# INSTRUCTIONS FOR THE TASK
Write the lines below as a JSON list of strings, one string per line, omitting blank lines and leaving out the pictures.

============================================================

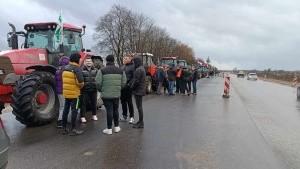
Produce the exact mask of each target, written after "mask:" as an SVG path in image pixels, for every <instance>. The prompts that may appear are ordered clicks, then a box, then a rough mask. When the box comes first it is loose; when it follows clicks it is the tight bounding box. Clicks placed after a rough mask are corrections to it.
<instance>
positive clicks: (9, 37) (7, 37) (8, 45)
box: [7, 34, 11, 48]
mask: <svg viewBox="0 0 300 169" xmlns="http://www.w3.org/2000/svg"><path fill="white" fill-rule="evenodd" d="M7 43H8V47H10V48H11V36H9V35H8V34H7Z"/></svg>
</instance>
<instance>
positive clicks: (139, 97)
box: [130, 56, 146, 128]
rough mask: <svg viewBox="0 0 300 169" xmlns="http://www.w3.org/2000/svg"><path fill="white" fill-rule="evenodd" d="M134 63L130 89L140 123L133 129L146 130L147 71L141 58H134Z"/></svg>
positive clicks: (137, 56) (137, 57)
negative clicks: (145, 116)
mask: <svg viewBox="0 0 300 169" xmlns="http://www.w3.org/2000/svg"><path fill="white" fill-rule="evenodd" d="M132 61H133V63H134V69H135V71H134V74H133V80H132V83H131V86H130V87H131V89H132V94H133V95H134V98H135V103H136V107H137V109H138V113H139V121H138V122H137V123H135V124H134V125H133V126H132V127H133V128H144V118H143V117H144V112H143V96H144V95H145V94H146V71H145V68H144V66H143V63H142V59H141V58H140V57H139V56H135V57H133V59H132Z"/></svg>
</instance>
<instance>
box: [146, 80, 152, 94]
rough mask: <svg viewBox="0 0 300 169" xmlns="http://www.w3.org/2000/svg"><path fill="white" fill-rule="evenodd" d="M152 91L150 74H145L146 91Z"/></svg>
mask: <svg viewBox="0 0 300 169" xmlns="http://www.w3.org/2000/svg"><path fill="white" fill-rule="evenodd" d="M151 92H152V79H151V77H150V76H146V93H147V94H149V93H151Z"/></svg>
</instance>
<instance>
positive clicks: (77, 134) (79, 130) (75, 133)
mask: <svg viewBox="0 0 300 169" xmlns="http://www.w3.org/2000/svg"><path fill="white" fill-rule="evenodd" d="M81 134H83V131H82V130H78V129H75V128H73V129H72V130H71V133H70V136H76V135H81Z"/></svg>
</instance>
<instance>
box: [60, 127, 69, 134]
mask: <svg viewBox="0 0 300 169" xmlns="http://www.w3.org/2000/svg"><path fill="white" fill-rule="evenodd" d="M68 132H69V131H68V129H67V127H66V126H63V129H62V132H61V133H62V134H68Z"/></svg>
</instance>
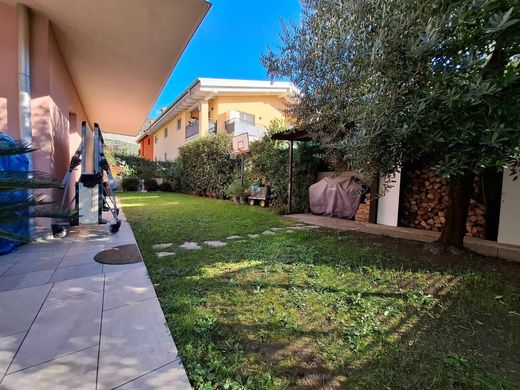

============================================================

# TASK OUTPUT
[
  "Produce the exact mask of each target, written after \"mask:\" as an SVG path in image pixels, for every <instance>. The prompts that may appear are ordered clicks, then a box, then a rough mask. When the box comes first it is loose; when it follows clicks it is the tight bounding box. Clicks placed after a rough mask are corrections to it.",
  "<instance>",
  "positive clicks: (9, 37) (7, 37) (8, 45)",
  "box: [7, 34, 11, 48]",
  "mask: <svg viewBox=\"0 0 300 169\" xmlns=\"http://www.w3.org/2000/svg\"><path fill=\"white\" fill-rule=\"evenodd\" d=\"M7 43H8V47H10V48H11V36H9V35H8V34H7Z\"/></svg>",
  "</instance>",
  "<instance>",
  "positive clicks: (139, 97)",
  "box: [130, 56, 146, 128]",
  "rough mask: <svg viewBox=\"0 0 300 169\" xmlns=\"http://www.w3.org/2000/svg\"><path fill=\"white\" fill-rule=\"evenodd\" d=\"M134 63L130 89L140 123L133 129L146 130L147 71L141 58H134Z\"/></svg>",
  "positive clicks: (137, 56) (137, 57)",
  "negative clicks: (145, 116)",
  "mask: <svg viewBox=\"0 0 300 169\" xmlns=\"http://www.w3.org/2000/svg\"><path fill=\"white\" fill-rule=\"evenodd\" d=\"M132 61H133V63H134V69H135V71H134V74H133V80H132V83H131V86H130V87H131V89H132V94H133V95H134V98H135V103H136V107H137V109H138V113H139V121H138V122H137V123H135V124H134V125H133V126H132V127H133V128H144V118H143V117H144V112H143V96H144V95H145V94H146V71H145V68H144V66H143V63H142V59H141V58H140V57H139V56H135V57H133V59H132Z\"/></svg>",
  "</instance>",
  "<instance>",
  "box: [146, 80, 152, 94]",
  "rough mask: <svg viewBox=\"0 0 300 169\" xmlns=\"http://www.w3.org/2000/svg\"><path fill=\"white\" fill-rule=\"evenodd\" d=\"M152 91L150 74H145L146 91Z\"/></svg>",
  "mask: <svg viewBox=\"0 0 300 169\" xmlns=\"http://www.w3.org/2000/svg\"><path fill=\"white\" fill-rule=\"evenodd\" d=\"M151 92H152V79H151V77H150V76H146V93H147V94H149V93H151Z\"/></svg>",
  "</instance>",
  "<instance>",
  "positive clicks: (77, 134) (79, 130) (75, 133)",
  "mask: <svg viewBox=\"0 0 300 169\" xmlns=\"http://www.w3.org/2000/svg\"><path fill=\"white\" fill-rule=\"evenodd\" d=\"M81 134H83V131H82V130H78V129H75V128H73V129H72V130H71V133H70V136H76V135H81Z\"/></svg>",
  "</instance>",
  "<instance>",
  "box: [60, 127, 69, 134]",
  "mask: <svg viewBox=\"0 0 300 169\" xmlns=\"http://www.w3.org/2000/svg\"><path fill=\"white\" fill-rule=\"evenodd\" d=\"M68 132H69V131H68V129H67V127H66V126H63V129H62V132H61V133H62V134H68Z\"/></svg>",
  "</instance>"
]